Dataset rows
# # # #

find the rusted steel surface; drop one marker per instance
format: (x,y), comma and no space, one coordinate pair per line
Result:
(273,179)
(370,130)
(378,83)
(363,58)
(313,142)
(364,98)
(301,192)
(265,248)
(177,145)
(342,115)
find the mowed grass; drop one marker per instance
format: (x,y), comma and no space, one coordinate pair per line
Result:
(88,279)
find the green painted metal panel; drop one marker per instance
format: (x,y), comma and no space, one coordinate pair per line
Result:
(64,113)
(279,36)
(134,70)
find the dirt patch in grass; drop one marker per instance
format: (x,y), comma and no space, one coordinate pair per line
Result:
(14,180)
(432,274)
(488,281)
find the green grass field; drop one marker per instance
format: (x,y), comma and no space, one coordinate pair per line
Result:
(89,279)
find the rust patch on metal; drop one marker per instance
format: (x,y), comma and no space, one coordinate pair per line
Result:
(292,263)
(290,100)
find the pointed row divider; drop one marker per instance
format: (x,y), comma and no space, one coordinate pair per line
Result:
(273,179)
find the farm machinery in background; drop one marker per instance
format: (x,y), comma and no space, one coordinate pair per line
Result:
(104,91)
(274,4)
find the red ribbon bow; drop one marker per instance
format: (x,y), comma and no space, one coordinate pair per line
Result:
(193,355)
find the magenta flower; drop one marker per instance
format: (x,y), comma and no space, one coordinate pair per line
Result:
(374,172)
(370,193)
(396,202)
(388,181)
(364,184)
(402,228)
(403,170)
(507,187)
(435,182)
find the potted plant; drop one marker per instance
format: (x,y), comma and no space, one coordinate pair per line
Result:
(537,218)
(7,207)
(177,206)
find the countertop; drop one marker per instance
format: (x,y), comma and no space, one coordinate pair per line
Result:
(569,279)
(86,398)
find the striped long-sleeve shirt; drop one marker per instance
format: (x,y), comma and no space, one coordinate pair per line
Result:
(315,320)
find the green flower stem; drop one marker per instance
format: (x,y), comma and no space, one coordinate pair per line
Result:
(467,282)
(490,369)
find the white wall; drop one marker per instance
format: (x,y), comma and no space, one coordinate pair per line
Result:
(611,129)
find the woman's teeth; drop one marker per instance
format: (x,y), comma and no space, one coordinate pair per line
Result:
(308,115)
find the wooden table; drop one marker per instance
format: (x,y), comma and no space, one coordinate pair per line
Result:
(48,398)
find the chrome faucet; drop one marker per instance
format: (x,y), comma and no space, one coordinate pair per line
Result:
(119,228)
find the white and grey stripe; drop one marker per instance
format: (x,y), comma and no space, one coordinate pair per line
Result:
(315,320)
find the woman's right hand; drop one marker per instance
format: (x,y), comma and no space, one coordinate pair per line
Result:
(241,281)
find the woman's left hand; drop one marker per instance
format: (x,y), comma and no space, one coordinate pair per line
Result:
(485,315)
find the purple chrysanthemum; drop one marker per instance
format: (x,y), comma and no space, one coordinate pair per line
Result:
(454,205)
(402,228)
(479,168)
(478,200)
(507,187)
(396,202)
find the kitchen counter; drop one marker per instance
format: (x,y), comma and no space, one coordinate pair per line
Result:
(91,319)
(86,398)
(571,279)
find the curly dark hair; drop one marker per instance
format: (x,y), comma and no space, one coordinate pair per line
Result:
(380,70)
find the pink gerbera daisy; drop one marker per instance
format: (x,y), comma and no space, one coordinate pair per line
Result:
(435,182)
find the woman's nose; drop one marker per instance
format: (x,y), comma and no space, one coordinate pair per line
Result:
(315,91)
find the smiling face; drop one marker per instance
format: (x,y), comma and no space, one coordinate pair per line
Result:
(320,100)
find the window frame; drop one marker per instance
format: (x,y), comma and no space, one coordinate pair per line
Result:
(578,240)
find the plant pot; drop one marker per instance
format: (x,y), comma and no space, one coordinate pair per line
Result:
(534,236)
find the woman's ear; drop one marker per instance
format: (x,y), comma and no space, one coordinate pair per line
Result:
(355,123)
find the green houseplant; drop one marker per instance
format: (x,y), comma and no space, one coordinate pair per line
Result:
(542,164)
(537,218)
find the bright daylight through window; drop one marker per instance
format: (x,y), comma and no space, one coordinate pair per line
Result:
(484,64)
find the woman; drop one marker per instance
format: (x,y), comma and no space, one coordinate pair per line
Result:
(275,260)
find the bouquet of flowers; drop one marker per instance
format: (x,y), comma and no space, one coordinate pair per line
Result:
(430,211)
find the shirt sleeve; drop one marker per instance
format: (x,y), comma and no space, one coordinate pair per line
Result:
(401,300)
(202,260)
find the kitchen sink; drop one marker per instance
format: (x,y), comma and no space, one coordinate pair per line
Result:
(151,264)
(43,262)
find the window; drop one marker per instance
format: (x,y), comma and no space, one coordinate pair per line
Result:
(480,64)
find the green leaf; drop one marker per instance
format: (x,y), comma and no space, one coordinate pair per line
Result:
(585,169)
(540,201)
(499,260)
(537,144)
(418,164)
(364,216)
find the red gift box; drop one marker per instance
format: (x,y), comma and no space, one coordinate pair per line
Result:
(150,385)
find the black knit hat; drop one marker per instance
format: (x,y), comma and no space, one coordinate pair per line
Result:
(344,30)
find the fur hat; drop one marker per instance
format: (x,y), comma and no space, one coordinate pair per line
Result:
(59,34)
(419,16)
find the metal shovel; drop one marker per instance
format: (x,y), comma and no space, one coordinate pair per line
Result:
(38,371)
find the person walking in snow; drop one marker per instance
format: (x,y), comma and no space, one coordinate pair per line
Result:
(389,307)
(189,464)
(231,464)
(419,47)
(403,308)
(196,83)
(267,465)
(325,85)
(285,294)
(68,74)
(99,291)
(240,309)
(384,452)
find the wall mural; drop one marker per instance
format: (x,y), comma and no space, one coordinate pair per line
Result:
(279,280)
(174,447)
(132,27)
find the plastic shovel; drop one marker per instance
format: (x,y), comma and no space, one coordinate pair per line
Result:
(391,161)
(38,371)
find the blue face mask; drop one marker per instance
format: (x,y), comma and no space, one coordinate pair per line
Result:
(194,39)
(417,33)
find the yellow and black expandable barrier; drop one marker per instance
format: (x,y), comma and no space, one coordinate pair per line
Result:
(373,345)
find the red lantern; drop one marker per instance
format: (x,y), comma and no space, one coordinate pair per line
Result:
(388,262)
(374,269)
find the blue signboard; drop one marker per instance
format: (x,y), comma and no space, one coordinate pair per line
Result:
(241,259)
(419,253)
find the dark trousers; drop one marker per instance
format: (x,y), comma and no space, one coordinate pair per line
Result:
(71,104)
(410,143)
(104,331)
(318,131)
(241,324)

# # # #

▸ Task goal
Turn the lines from the one containing "find the dark" through the last line, both included, into a numbered list, omitting any blank lines.

▸ Output for this task
1. find the dark trousers; drop one marker per instance
2. format: (x,y), comma and no space, one coordinate pair per line
3. Result:
4. (71,104)
5. (410,143)
6. (104,331)
7. (318,131)
8. (241,324)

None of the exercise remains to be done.